PROBLEM TO WORK ON: Every line in the records below with the string "like" is to be copied out.

DATA UNDER STUDY:

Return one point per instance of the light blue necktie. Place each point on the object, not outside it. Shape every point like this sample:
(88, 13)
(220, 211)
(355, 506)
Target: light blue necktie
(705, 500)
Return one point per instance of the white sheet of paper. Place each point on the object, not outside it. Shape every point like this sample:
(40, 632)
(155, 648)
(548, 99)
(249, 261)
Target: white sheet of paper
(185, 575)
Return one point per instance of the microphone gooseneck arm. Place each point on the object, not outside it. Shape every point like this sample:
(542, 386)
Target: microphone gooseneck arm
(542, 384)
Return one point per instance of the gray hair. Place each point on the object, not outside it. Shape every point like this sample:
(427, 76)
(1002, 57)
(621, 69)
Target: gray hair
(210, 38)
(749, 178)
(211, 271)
---
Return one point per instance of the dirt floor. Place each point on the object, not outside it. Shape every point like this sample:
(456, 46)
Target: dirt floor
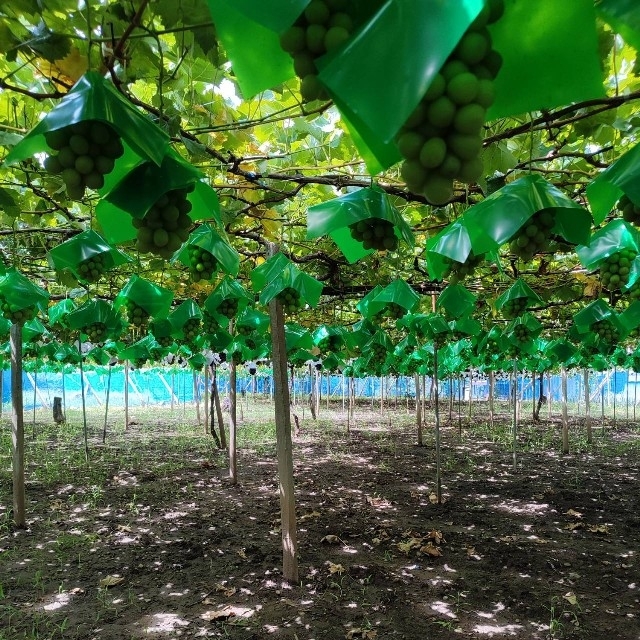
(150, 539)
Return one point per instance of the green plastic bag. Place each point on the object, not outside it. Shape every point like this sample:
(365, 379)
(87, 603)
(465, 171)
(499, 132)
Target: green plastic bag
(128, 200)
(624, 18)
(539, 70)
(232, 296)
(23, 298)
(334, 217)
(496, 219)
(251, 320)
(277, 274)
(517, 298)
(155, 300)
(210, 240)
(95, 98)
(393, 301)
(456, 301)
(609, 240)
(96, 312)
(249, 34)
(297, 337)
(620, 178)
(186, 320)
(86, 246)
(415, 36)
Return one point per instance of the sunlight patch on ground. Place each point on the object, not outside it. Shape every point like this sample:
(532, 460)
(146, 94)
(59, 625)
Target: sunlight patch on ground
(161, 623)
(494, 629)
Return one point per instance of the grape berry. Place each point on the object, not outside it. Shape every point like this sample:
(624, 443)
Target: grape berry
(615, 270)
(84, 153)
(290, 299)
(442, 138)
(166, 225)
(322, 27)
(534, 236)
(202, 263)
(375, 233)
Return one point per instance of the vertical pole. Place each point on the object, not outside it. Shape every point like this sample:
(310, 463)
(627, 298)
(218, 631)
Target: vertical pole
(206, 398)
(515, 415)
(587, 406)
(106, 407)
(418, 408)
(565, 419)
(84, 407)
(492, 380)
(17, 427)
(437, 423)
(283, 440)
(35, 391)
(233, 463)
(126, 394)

FINISHED TASK:
Return one point per instance of the light blue necktie. Place each point on the object, not outside it. Shape every point like this sample:
Return one point per instance of the white sheet of paper. Place each point on the object, not outside it. Shape every point like this sample:
Return one point per instance of the microphone gooseneck arm. Place each point on the object, not outside it. Shape every point like this sample:
Return one point per instance of the gray hair. Place each point on the object, not outside it. Shape every point like this sample:
Return one point per instance of the dirt floor. Place each point on the object, not outside it. Shape every point like this sample:
Return one point per instance of the green plastic bag. Place each point on the object, not outside it. Shape every point like this sample:
Return one point per instance of the sunlight patch on ground. Place each point on the object, not outside it. Shape every point like this sample:
Return one point per instance of the grape berry. Place each point on the object, not outside it. Shape every point like this sample:
Return one point per instance of the vertical pole. Place each point on the object, not outside it. Shape every point like this sample:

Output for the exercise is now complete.